• Exercise requirements:
1. Answer these questions about the search-query normalization text, using only what it states:
(a) Which two languages does the library support?
(b) What command installs the library with server support?
(c) According to the feature list, what does Punctuation Preservation keep punctuation for?
2. Carry on the search-query normalization text, writing from the point right after its final line.

• Supplied text:
[start]

Modern Python library for search-query normalization

These details have not been verified by PyPI

Project links

Project description

Query Normalizer

Modern Python library for search-query normalization with bilingual support (Russian/English).

Features

Text Cleaning: Removes BBCode, HTML/XML tags, HTML entities
Keyboard Layout Fixing: Automatically fixes mixed latin/cyrillic layouts
Mixed Script Detection: Handles confusable characters and mixed alphabets
Lemmatization: Converts words to base forms (classic mode)
Stopword Removal: Filters out common words (classic mode)
Punctuation Preservation: Keeps punctuation for embedding models
Dual Modes: Optimized for classic search and embedding models

Installation

pip install query-normalizer

Or with server support:

pip install query-normalizer[server]

Library Usage

from query_normalizer import QueryNormalizer

normalizer = QueryNormalizer()

# Classic mode: lemmatized, stopwords removed
result = normalizer.normalize_for_classic("Это ghbdtn алфaвиты и машины")
print(result.normalized_query)  # "привет алфавит машина"
print(result.tokens)  # ["привет", "алфавит", "машина"]

# Embedding mode: natural language preserved
result = normalizer.normalize_for_embedding("Это ghbdtn алфaвиты и машины")
print(result.normalized_query)  # "это привет алфавиты и машины"

[end]

• Given material:

[start]

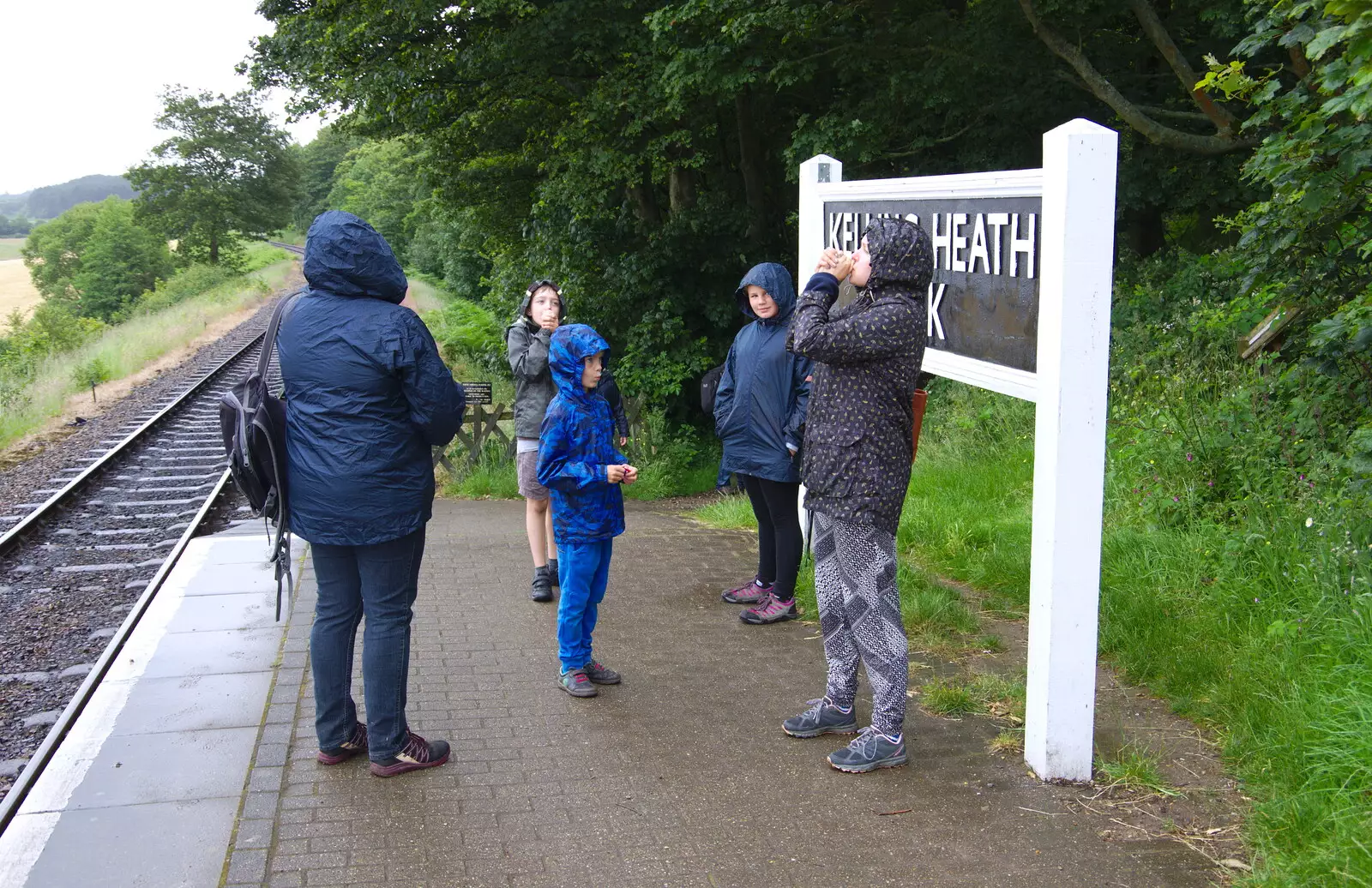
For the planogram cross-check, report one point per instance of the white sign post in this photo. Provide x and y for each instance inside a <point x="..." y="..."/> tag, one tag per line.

[end]

• Solved tasks:
1.
(a) Russian and English.
(b) pip install query-normalizer[server]
(c) For embedding models.

2.
Configuration

You can customize normalization behavior via NormalizationConfig:

from query_normalizer import QueryNormalizer, NormalizationConfig

config = NormalizationConfig(
    keyboard_layout_fix_threshold=0.9,  # Higher threshold layout
    known_word_bonus=1.5,                # Increase trust in known words
    stopword_bonus=0.5,                  # Increase trust in stopwords
    stop_words={"custom", "stop", "words"},  # Custom stopword list
)

normalizer = QueryNormalizer(config=config)
result = normalizer.normalize_for_classic("test query")

Available config options:

keyboard_layout_fix_threshold: Threshold for keyboard layout fixing (default: 0.75)
known_word_bonus: Bonus for dictionary words in language detection (default: 1.0)
stopword_bonus: Bonus for stopwords in language detection (default: 0.25)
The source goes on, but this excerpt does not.